== Extracted data

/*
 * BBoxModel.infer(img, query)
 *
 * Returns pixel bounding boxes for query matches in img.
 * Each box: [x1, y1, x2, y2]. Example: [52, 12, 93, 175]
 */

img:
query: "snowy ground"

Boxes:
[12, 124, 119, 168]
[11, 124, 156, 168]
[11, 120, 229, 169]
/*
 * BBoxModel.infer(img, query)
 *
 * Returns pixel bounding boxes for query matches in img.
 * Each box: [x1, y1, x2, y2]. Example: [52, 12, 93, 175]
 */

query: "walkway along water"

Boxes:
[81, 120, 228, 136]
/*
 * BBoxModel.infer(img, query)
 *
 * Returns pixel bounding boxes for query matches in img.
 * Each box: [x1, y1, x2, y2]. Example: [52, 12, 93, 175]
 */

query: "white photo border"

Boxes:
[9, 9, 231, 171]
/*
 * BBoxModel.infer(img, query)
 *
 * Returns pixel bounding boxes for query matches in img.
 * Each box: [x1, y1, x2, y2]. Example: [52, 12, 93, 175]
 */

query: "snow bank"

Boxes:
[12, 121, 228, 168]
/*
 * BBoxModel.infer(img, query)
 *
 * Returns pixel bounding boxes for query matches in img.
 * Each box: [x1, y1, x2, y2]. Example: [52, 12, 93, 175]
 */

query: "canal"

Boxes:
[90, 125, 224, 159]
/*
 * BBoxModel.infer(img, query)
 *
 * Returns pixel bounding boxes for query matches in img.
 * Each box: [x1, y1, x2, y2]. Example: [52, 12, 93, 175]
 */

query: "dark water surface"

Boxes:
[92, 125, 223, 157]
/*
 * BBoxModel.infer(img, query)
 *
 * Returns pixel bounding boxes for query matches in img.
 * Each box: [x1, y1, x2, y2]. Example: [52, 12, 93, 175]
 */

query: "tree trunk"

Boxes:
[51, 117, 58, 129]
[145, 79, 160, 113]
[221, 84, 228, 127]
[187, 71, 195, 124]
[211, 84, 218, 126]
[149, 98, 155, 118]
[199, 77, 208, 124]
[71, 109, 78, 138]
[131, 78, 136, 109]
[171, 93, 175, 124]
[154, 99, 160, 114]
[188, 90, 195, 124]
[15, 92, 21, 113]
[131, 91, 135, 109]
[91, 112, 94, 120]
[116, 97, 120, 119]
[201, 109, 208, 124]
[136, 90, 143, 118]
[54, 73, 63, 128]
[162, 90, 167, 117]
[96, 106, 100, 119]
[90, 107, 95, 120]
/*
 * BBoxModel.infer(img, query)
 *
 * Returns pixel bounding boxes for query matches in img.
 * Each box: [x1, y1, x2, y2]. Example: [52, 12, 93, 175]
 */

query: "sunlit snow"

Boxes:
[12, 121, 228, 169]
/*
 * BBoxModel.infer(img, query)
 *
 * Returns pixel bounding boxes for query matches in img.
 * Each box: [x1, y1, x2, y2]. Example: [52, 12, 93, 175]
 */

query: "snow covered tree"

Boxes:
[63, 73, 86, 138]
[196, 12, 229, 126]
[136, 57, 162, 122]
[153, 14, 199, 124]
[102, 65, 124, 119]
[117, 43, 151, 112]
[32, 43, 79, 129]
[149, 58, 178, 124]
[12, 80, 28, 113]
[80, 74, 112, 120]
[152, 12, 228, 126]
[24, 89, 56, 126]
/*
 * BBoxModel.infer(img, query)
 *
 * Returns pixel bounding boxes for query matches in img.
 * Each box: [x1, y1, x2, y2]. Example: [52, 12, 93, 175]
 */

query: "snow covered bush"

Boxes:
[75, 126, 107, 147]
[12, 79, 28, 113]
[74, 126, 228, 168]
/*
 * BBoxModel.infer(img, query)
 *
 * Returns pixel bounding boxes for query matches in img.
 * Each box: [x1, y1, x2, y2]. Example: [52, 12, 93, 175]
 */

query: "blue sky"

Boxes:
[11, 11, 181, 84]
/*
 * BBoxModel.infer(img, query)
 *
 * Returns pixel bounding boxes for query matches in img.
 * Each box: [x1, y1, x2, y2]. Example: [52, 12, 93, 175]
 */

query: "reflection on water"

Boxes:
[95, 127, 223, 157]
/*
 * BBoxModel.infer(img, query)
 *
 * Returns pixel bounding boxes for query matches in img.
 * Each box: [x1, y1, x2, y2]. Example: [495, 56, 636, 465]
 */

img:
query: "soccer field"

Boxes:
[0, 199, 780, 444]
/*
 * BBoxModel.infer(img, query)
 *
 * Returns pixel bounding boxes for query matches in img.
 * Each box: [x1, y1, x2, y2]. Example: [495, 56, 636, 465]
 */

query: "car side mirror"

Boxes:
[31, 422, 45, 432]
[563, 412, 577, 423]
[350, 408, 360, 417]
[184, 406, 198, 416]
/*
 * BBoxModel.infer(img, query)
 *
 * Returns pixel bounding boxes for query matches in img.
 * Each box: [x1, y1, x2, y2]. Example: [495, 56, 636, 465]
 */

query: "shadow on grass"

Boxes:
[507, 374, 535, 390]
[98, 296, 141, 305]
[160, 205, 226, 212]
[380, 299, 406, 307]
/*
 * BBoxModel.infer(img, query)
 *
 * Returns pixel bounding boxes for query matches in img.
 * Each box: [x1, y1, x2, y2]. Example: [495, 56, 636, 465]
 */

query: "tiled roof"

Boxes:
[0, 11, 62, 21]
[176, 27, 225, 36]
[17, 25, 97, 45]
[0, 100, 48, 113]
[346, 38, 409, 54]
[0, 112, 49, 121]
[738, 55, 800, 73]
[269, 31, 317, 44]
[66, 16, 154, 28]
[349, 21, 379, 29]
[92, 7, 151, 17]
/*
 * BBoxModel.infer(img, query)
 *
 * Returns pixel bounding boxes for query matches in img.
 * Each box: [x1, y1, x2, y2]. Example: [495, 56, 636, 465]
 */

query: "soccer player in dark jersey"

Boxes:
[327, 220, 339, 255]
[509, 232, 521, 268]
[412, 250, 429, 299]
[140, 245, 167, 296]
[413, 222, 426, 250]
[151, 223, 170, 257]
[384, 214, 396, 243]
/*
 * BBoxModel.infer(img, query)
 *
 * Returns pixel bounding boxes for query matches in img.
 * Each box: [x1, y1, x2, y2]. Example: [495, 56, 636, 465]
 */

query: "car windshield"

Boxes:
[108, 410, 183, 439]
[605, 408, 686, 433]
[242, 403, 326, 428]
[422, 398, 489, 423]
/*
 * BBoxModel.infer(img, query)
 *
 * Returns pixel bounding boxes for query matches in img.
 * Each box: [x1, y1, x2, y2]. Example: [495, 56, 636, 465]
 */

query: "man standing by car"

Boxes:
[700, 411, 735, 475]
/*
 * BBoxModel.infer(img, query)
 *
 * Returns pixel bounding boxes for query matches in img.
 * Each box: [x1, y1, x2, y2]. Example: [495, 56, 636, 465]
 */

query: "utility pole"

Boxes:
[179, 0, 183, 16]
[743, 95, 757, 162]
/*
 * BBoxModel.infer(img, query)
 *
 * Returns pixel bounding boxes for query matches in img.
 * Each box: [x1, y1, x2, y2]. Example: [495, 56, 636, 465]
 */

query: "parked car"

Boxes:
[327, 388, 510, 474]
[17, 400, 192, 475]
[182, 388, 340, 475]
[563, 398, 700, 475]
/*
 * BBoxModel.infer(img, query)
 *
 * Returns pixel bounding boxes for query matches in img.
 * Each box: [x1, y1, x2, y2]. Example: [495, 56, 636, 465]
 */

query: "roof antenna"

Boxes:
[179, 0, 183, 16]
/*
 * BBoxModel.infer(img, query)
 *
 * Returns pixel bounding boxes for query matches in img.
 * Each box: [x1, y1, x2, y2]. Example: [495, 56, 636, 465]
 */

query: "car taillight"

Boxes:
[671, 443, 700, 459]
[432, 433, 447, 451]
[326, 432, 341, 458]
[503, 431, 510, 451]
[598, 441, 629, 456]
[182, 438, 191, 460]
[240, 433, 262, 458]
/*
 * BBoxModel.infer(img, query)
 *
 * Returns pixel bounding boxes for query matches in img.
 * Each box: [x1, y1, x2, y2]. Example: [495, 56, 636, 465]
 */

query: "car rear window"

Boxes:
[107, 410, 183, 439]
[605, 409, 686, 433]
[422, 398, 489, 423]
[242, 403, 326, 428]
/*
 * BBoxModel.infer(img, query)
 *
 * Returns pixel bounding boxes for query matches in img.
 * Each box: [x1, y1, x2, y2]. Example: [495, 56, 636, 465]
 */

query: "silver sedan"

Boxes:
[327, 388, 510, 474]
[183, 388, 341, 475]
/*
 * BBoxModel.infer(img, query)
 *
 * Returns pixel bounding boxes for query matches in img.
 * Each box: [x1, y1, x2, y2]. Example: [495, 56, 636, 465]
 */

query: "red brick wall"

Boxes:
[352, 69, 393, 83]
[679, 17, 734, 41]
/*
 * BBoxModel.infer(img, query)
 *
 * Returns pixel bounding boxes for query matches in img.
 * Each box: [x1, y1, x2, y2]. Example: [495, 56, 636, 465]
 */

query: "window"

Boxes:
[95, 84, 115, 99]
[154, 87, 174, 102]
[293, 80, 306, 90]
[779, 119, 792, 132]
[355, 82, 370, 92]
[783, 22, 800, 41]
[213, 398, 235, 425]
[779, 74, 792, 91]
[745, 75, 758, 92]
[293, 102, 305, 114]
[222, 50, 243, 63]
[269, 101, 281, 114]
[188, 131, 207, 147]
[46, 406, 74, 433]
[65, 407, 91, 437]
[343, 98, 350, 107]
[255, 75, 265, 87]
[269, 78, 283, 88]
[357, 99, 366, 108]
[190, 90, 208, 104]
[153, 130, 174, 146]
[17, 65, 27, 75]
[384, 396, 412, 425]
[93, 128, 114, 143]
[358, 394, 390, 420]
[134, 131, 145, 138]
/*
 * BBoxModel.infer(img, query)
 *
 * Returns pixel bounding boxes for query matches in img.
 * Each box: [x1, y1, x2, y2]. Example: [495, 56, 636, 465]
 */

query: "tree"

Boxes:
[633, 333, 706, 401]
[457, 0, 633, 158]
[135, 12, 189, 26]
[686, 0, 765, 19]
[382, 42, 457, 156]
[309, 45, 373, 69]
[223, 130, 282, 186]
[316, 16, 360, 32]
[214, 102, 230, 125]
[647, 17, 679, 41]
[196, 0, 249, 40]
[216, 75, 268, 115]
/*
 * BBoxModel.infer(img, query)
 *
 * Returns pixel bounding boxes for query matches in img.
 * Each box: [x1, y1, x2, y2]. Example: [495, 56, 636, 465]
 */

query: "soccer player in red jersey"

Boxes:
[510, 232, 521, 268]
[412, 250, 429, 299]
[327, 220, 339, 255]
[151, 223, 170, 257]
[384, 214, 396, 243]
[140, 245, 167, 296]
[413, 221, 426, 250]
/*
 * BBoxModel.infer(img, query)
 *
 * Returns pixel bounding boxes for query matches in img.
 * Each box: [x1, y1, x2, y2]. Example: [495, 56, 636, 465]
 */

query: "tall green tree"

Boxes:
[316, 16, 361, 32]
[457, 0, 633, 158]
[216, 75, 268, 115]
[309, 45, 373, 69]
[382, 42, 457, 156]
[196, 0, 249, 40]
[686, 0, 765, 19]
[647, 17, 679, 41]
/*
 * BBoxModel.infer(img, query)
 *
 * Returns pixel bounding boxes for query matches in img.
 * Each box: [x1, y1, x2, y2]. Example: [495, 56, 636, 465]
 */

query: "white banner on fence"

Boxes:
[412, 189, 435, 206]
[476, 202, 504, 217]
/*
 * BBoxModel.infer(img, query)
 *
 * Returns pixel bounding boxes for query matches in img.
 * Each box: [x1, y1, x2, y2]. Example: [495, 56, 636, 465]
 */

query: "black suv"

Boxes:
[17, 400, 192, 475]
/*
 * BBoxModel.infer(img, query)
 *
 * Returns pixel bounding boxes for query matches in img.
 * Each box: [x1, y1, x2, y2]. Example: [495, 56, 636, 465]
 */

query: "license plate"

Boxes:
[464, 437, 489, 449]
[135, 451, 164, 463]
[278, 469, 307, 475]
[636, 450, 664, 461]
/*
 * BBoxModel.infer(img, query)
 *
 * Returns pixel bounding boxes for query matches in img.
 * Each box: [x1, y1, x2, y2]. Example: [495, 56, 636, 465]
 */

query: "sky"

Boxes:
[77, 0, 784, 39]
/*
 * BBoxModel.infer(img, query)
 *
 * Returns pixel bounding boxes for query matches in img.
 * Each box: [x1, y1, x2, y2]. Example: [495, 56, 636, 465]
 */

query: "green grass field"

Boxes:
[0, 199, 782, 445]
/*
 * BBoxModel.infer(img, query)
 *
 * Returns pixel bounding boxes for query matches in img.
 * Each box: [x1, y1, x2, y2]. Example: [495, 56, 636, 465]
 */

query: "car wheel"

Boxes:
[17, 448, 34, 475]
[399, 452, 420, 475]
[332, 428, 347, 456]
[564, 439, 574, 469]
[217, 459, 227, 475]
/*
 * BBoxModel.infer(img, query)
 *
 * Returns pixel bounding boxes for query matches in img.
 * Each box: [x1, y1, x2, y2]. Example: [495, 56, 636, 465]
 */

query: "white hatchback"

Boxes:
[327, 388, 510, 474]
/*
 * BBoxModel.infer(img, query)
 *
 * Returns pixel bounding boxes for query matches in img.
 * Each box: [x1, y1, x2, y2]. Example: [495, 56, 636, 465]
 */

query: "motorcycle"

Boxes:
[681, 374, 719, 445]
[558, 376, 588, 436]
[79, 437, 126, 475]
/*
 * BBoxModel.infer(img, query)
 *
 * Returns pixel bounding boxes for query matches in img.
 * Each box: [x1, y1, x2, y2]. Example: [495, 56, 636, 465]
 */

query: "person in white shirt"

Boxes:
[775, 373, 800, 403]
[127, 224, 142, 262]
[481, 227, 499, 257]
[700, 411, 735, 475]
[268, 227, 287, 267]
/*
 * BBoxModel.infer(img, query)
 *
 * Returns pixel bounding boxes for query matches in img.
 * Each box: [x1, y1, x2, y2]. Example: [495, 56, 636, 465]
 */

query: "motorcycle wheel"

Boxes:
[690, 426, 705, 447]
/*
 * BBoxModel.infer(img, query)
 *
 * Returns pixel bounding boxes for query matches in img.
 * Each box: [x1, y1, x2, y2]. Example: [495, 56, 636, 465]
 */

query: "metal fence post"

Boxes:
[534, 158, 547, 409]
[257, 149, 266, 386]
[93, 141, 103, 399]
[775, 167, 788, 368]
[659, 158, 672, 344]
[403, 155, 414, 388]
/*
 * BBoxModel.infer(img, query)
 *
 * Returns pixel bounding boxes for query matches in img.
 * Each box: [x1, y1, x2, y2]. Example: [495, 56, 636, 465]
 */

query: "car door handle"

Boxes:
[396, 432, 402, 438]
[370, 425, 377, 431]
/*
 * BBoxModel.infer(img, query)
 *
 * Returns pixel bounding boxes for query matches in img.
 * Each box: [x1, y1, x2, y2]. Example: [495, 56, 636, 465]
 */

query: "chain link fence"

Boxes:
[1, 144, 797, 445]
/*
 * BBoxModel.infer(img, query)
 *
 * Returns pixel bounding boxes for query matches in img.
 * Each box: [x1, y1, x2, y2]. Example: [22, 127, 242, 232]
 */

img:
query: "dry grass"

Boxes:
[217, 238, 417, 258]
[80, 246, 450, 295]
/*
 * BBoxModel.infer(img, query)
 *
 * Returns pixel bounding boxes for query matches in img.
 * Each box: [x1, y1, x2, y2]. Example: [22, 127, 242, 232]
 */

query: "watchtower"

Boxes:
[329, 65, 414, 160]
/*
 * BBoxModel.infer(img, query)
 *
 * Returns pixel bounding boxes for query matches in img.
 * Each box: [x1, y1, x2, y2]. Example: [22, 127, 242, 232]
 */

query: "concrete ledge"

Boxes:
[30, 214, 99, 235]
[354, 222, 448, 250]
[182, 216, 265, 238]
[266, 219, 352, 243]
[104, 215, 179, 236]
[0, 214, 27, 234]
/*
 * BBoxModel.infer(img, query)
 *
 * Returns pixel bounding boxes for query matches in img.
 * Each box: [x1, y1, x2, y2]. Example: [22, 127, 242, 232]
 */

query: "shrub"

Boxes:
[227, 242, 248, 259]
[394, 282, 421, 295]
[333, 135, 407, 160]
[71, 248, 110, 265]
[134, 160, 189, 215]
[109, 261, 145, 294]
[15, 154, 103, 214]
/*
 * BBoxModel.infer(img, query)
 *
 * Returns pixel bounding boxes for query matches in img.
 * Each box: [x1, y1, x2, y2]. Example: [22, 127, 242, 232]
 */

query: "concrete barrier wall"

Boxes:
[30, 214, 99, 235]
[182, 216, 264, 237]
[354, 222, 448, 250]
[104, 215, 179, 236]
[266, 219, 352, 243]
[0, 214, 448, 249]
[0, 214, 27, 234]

====

# [Work instruction]
Pull every line with the word "fence" from the data.

# [Exercise output]
query: "white banner on fence"
query: "metal fence post"
query: "chain link fence"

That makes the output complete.